**SOURCE PASSAGE:**

---

An image of Iranian supreme leader Ayatollah Mojtaba Khamenei shown on Iranian State Television, as a presenter reads his first address to the nation in Tehran, Iran, 12 March 2026. Photo: EPA/ABEDIN TAHERKENAREH
A plane belonging to Russia’s Emergency Situations Ministry flew from an airbase on the Iran-Azerbaijan border to the Russian capital on Thursday, the day on which Iran’s new supreme leader was supposedly evacuated to Moscow for medical treatment, flight tracking data accessed by Novaya Gazeta Europe has confirmed.
The detail comes after an unconfirmed report by the Kuwaiti newspaper Al-Jarida, which, citing a “high-ranking source”, claimed on Sunday that Vladimir Putin arranged for Mojtaba Khamenei to be flown out of Iran on Thursday to receive medical treatment in Moscow after he sustained serious injuries in the Israeli airstrike that killed his father and former Iranian supreme leader, Ali Khamenei.
Information available on tracking website Flightradar24 shows that a Russian government plane flew from Moscow to the Azerbaijani city of Lankaran, 40km from the Iranian border, on Thursday before returning to Moscow that evening. According to local reports, the plane was officially transporting 13 tonnes of humanitarian aid to Iran, which was picked up by vans sent by the Iranian Red Crescent.

---

**GIVEN DATA:**
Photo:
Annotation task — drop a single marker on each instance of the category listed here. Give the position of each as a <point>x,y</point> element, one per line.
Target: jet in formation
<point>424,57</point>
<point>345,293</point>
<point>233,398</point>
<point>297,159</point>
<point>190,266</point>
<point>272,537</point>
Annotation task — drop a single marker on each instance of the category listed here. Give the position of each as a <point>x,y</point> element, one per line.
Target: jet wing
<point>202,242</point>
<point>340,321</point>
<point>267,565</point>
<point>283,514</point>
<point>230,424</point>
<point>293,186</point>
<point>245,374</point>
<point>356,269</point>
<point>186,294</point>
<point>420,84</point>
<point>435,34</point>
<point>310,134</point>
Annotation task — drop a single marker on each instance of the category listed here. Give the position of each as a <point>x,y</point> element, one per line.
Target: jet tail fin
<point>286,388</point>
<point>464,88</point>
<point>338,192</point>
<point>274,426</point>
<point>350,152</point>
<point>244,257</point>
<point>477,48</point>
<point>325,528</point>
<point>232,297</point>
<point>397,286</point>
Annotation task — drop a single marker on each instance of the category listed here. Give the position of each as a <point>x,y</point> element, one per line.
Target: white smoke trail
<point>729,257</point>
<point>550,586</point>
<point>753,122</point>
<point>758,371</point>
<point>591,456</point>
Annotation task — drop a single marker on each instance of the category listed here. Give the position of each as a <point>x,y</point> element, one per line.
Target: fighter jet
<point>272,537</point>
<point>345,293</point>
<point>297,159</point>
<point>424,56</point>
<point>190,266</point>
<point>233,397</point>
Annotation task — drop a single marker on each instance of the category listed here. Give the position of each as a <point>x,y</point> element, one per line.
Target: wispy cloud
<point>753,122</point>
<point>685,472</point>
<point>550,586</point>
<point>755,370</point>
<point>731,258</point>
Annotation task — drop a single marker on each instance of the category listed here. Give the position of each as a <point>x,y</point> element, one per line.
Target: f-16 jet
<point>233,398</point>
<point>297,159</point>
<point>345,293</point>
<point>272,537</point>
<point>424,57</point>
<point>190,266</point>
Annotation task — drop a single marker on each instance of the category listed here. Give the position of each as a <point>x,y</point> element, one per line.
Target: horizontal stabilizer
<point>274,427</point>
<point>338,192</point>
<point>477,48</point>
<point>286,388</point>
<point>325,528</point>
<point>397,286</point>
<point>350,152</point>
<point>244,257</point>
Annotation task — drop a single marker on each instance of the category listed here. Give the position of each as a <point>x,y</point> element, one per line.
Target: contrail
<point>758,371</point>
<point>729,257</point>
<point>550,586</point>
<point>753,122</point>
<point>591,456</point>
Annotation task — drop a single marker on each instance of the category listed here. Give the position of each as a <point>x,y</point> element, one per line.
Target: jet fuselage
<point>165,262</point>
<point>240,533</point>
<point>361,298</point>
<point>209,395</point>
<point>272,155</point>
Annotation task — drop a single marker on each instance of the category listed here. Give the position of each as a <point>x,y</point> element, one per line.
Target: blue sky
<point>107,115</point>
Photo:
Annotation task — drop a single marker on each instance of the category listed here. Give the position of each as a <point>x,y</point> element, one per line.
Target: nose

---

**WHAT IS REQUIRED:** According to the article on the Russian plane, how much humanitarian aid was the plane officially carrying to Iran? The items come from a different source than the article.

**RESPONSE BELOW:** 13 tonnes.